Friday, July 31, 2009

The Singularity

Last Sunday the New York Times ran a front-page article Scientists Worry Machines May Outsmart Man that read a bit like a bad science fiction story about the dangers of computers that get too smart. The article reported on the AAAI Presidential Panel on Long-Term AI Futures that took place at Asilomar in February with many reasonable AI folks including a few that I know well, EC regulars Michael Wellman and David Parkes, my old NEC boss David Waltz and TTI-Chicago chief David McAllester.
McAllester chatted with me about the upcoming "Sigularity", the event where computers out think humans. He wouldn't commit to a date for the singularity but said it could happen in the next couple of decades and will definitely happen eventually. Here are some of McAllester's  views on the Sigularity.

There will be two milestones.
  1. Operational Sentience: We can easily converse with computers.
  2. The AI Chain Reaction: A computer that boot straps itself to a better self. Repeat.

* **RECORD EXCERPTS**:

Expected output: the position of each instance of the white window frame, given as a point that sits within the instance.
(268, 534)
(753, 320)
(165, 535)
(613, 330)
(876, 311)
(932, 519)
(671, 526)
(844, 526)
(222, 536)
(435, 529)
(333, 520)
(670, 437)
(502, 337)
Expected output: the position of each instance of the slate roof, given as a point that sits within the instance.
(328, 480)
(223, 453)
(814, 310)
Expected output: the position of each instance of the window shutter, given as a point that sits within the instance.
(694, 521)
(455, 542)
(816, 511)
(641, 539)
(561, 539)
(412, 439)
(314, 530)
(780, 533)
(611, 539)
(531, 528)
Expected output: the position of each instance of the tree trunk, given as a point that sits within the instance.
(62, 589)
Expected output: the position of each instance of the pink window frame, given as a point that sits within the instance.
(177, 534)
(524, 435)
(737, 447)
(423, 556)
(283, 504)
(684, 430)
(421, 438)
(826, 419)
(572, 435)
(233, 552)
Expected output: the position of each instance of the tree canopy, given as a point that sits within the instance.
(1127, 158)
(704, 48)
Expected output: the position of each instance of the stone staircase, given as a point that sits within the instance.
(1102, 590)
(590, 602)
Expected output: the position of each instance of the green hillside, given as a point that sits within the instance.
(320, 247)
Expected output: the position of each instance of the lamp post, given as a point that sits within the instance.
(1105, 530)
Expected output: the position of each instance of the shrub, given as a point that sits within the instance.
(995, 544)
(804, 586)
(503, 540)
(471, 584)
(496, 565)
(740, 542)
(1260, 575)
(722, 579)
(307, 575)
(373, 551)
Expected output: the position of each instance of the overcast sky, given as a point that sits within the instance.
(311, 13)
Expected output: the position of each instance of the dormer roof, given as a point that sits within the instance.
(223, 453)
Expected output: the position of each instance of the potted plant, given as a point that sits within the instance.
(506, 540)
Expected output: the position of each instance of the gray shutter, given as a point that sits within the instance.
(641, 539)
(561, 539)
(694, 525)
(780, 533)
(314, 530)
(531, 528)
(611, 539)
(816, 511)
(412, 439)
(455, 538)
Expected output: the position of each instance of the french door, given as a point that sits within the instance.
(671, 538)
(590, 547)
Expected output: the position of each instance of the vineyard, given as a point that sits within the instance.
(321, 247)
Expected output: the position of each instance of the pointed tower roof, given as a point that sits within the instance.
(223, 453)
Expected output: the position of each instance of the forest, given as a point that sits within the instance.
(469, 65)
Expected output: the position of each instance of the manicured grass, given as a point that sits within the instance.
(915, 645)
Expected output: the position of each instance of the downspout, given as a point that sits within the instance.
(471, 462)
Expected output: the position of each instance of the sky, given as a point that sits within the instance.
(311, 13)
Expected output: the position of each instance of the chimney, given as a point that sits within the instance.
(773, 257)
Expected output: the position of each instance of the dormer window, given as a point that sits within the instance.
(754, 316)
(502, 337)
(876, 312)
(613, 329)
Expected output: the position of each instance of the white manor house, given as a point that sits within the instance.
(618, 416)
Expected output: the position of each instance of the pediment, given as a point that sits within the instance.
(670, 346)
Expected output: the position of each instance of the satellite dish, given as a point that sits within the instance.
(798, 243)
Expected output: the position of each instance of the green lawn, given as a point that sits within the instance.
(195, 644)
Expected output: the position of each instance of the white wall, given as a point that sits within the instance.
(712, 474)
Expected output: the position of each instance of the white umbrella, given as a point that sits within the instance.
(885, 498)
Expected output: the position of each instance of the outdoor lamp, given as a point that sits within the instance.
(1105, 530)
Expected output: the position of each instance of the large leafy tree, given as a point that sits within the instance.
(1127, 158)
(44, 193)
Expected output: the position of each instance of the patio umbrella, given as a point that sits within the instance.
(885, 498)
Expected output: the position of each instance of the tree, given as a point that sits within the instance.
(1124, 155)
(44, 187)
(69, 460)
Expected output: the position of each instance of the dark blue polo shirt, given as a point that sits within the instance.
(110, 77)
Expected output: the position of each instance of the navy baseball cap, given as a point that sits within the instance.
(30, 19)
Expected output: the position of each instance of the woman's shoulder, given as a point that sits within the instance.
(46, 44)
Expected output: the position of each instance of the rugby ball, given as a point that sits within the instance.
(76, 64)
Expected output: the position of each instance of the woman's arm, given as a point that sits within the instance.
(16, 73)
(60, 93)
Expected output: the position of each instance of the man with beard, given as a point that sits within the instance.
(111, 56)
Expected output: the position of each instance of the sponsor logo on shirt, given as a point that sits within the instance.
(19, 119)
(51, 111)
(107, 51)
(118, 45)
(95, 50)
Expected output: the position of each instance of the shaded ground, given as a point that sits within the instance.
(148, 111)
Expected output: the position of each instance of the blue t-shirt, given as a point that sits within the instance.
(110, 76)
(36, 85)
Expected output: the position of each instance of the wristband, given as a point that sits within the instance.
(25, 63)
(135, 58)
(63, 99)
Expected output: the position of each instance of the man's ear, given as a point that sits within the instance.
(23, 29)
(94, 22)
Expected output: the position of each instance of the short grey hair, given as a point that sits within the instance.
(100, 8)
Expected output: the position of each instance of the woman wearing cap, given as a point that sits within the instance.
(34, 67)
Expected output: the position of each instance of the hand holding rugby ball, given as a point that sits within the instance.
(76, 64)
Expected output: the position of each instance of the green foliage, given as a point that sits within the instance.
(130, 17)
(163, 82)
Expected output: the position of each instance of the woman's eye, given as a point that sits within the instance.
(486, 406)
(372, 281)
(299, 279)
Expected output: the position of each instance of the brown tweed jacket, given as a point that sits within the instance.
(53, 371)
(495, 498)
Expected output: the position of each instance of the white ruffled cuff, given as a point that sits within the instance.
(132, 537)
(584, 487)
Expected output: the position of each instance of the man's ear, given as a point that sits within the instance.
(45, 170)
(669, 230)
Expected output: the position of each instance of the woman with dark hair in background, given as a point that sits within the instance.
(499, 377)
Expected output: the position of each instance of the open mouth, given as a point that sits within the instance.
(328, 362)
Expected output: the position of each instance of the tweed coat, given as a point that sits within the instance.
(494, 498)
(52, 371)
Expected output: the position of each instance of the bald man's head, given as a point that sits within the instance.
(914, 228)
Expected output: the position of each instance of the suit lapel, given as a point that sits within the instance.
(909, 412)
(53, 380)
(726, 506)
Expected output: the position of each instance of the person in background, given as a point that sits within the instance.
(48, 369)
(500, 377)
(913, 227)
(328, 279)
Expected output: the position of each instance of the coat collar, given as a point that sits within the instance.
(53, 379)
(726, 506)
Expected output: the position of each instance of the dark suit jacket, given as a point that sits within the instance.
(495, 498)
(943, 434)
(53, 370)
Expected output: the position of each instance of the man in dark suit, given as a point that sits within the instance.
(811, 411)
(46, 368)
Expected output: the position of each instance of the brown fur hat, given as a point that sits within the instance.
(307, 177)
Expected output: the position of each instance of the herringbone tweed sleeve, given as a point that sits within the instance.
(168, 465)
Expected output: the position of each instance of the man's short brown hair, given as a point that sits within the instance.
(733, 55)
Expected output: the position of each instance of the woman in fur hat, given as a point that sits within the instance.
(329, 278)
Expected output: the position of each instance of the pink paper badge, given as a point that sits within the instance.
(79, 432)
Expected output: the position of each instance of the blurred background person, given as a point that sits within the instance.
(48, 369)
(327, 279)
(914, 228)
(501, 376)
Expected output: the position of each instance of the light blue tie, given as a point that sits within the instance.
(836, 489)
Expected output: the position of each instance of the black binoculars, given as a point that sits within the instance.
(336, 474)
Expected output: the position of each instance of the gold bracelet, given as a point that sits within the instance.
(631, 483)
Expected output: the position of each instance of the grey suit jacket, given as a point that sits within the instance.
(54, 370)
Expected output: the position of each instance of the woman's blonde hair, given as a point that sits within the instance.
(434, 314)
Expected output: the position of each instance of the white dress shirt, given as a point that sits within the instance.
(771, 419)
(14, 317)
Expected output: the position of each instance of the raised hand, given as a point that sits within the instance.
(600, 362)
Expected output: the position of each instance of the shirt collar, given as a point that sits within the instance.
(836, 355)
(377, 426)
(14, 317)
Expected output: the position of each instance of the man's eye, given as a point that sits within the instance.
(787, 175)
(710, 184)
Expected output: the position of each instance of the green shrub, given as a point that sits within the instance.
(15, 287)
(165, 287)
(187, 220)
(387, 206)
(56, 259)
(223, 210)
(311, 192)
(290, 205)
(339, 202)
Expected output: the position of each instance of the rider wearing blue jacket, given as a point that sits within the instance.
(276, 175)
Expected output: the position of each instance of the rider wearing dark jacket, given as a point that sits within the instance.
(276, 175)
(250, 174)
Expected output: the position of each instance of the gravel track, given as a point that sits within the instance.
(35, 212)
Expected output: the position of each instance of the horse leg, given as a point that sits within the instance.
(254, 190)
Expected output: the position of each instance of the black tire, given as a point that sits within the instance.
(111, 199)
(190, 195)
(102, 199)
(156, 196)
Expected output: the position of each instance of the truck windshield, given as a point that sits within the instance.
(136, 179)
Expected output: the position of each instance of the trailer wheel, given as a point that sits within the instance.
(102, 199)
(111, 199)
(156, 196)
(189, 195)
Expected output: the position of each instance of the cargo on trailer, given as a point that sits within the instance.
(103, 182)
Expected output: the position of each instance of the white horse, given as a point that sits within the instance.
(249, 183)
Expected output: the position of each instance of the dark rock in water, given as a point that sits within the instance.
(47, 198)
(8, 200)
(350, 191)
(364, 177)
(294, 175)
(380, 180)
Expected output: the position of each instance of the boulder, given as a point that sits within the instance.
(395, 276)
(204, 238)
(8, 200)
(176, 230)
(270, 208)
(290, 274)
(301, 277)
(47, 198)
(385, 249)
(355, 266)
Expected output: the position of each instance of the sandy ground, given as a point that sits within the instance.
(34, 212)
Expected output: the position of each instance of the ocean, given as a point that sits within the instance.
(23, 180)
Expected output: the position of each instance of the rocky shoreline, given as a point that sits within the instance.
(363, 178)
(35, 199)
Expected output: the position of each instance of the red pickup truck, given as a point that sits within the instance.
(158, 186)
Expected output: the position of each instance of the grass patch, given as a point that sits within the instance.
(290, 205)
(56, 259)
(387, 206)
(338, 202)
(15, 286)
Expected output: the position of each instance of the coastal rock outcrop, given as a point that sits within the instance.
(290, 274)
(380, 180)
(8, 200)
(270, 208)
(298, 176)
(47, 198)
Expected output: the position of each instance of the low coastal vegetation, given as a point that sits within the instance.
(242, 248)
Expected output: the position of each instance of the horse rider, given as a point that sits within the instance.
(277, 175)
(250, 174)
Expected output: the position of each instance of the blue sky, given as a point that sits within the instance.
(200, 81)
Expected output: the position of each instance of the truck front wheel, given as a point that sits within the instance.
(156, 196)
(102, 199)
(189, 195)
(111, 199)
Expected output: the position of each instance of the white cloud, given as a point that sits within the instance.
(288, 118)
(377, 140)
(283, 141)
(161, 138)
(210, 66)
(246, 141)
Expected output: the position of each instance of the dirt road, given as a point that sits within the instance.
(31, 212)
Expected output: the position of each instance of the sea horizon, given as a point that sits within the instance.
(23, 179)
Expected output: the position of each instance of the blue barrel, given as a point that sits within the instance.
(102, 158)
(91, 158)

* **JOBS**:
1. Reproduce the Singularity post from "1. Operational Sentience: We" to "better self. Repeat.".
2. Count the lines in the records that contain the string "shirt", treating case as significant, and give only the number.
The Singularity post and the records are unrelated to each other.

* **CORRECT ANSWERS**:
1.
1. Operational Sentience: We can easily converse with computers.
  2. The AI Chain Reaction: A computer that boot straps itself to a better self. Repeat.

2. 5